Data excerpts:
——————————
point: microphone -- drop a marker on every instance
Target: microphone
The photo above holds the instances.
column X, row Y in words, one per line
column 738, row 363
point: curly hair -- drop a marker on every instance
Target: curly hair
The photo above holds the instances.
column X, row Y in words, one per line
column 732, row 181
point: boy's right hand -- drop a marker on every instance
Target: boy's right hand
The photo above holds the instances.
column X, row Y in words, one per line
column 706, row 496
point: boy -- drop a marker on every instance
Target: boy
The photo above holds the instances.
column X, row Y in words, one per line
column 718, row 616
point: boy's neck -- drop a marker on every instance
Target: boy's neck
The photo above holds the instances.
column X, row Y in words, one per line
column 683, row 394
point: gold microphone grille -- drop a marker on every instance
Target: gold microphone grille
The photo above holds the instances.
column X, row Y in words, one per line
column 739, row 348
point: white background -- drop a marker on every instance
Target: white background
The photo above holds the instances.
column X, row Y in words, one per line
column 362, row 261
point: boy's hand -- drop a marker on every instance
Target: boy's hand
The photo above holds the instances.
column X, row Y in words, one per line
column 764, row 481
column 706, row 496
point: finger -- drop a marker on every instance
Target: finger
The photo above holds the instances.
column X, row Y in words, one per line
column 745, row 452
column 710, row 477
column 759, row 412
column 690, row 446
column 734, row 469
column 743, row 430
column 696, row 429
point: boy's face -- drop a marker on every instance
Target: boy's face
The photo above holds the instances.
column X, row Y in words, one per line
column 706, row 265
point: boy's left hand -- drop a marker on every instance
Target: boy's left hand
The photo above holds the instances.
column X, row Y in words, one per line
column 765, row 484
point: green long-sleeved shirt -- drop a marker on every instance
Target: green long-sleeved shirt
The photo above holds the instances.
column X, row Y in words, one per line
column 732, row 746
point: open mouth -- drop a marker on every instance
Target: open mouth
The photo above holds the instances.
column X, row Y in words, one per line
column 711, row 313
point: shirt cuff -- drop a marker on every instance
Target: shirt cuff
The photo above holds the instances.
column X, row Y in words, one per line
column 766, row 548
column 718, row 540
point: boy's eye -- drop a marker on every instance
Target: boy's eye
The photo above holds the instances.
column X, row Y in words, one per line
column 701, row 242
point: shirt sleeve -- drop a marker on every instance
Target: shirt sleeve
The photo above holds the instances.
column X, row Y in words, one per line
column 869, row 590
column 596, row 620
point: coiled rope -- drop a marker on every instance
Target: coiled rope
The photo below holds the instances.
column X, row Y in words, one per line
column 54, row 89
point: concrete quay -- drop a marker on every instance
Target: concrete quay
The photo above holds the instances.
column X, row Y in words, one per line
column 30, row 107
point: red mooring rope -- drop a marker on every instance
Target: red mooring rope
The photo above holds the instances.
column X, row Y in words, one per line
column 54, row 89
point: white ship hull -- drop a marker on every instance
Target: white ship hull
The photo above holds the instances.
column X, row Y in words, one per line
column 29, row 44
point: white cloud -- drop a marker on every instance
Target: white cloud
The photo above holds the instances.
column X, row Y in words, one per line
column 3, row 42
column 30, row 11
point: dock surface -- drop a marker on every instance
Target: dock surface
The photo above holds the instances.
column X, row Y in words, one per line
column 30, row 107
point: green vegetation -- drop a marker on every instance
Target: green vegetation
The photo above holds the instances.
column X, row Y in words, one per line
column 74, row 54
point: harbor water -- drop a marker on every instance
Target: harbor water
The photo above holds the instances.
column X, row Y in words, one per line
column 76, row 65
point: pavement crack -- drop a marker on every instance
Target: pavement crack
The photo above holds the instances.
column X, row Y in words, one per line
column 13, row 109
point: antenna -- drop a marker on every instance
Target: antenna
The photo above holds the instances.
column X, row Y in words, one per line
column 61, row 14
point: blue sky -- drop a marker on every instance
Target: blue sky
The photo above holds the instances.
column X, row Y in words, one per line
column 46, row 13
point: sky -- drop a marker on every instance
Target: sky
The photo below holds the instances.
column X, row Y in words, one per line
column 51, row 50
——————————
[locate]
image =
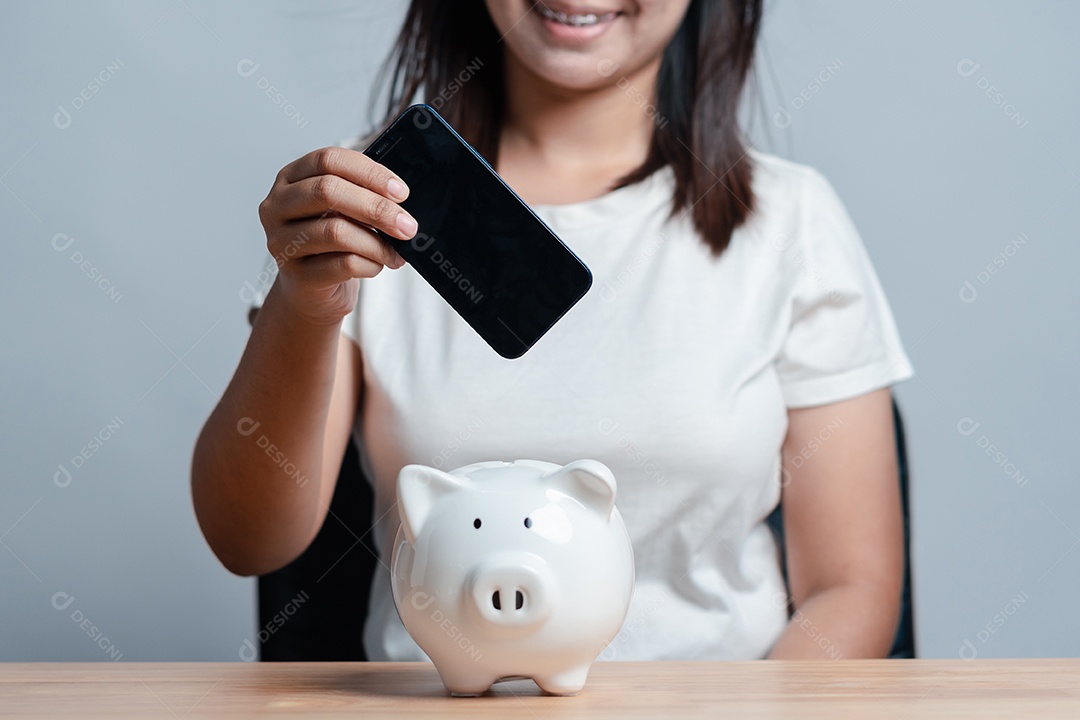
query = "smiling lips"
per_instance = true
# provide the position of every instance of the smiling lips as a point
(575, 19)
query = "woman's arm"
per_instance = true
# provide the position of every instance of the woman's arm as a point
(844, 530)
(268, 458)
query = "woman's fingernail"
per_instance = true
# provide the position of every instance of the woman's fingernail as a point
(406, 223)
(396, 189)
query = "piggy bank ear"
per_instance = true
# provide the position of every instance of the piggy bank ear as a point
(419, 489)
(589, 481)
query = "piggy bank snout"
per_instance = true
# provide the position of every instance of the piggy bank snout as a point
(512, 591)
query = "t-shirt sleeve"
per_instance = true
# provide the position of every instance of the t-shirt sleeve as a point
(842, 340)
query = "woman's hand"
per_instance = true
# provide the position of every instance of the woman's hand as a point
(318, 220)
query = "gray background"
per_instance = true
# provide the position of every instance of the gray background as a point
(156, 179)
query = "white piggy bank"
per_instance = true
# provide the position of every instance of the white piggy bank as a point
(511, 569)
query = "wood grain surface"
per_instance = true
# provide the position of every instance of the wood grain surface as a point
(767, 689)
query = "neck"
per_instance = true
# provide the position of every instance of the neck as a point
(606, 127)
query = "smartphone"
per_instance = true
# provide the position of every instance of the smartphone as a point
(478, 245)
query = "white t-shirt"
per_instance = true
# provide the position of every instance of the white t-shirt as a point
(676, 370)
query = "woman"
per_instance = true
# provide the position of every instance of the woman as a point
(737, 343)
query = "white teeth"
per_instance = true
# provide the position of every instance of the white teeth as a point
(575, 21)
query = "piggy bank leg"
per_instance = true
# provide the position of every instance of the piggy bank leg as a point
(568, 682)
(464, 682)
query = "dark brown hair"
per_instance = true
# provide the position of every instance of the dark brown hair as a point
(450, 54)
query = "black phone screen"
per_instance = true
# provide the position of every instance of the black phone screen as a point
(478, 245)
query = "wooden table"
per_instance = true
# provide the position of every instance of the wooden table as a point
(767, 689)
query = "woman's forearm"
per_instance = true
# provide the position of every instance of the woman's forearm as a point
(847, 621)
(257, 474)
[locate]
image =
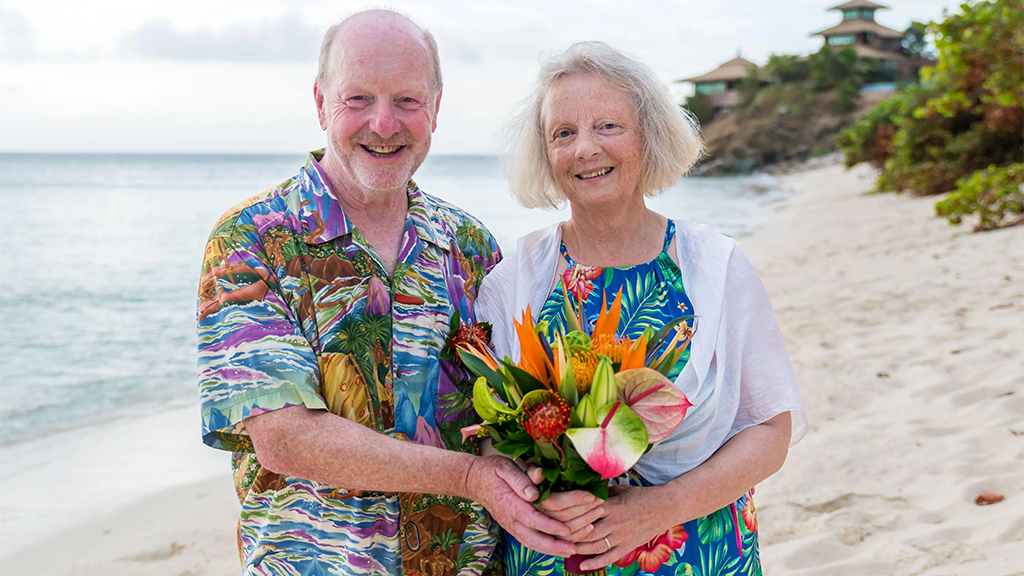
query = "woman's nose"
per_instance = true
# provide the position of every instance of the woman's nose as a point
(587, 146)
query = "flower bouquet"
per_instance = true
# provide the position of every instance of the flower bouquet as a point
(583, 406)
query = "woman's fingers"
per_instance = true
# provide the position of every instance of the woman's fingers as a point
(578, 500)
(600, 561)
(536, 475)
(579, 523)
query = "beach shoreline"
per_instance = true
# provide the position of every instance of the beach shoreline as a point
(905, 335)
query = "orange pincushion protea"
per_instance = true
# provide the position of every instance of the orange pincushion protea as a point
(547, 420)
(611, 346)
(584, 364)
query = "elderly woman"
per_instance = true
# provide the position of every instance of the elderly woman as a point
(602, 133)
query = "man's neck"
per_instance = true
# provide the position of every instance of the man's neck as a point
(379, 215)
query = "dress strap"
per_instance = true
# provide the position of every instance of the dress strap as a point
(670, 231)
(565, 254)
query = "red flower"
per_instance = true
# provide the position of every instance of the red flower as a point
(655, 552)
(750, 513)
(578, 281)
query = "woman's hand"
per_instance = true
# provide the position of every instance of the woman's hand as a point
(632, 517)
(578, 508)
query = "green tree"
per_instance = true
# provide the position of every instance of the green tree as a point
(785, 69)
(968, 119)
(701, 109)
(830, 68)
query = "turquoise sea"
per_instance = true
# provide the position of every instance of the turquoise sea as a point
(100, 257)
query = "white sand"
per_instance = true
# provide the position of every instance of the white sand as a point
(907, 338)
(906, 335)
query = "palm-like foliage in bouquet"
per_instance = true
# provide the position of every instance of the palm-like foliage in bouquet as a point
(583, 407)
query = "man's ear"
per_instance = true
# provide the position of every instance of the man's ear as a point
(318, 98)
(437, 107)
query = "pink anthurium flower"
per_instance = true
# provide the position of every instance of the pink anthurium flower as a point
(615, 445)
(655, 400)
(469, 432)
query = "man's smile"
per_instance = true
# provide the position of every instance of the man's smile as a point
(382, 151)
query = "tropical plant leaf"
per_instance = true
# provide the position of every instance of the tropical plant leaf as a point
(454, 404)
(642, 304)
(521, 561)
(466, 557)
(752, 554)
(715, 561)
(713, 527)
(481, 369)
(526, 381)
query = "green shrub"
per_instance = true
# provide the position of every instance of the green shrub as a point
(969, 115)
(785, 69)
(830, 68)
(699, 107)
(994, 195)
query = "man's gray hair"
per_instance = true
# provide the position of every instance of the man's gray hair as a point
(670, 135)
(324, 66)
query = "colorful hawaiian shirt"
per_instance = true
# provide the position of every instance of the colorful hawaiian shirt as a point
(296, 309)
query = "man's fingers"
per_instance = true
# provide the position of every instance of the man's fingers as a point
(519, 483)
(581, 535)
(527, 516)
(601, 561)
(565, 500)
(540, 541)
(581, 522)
——————————
Copy every line in the records above that contains the word "crack".

point: pavement crack -- drop a marker on every instance
Target: pavement crack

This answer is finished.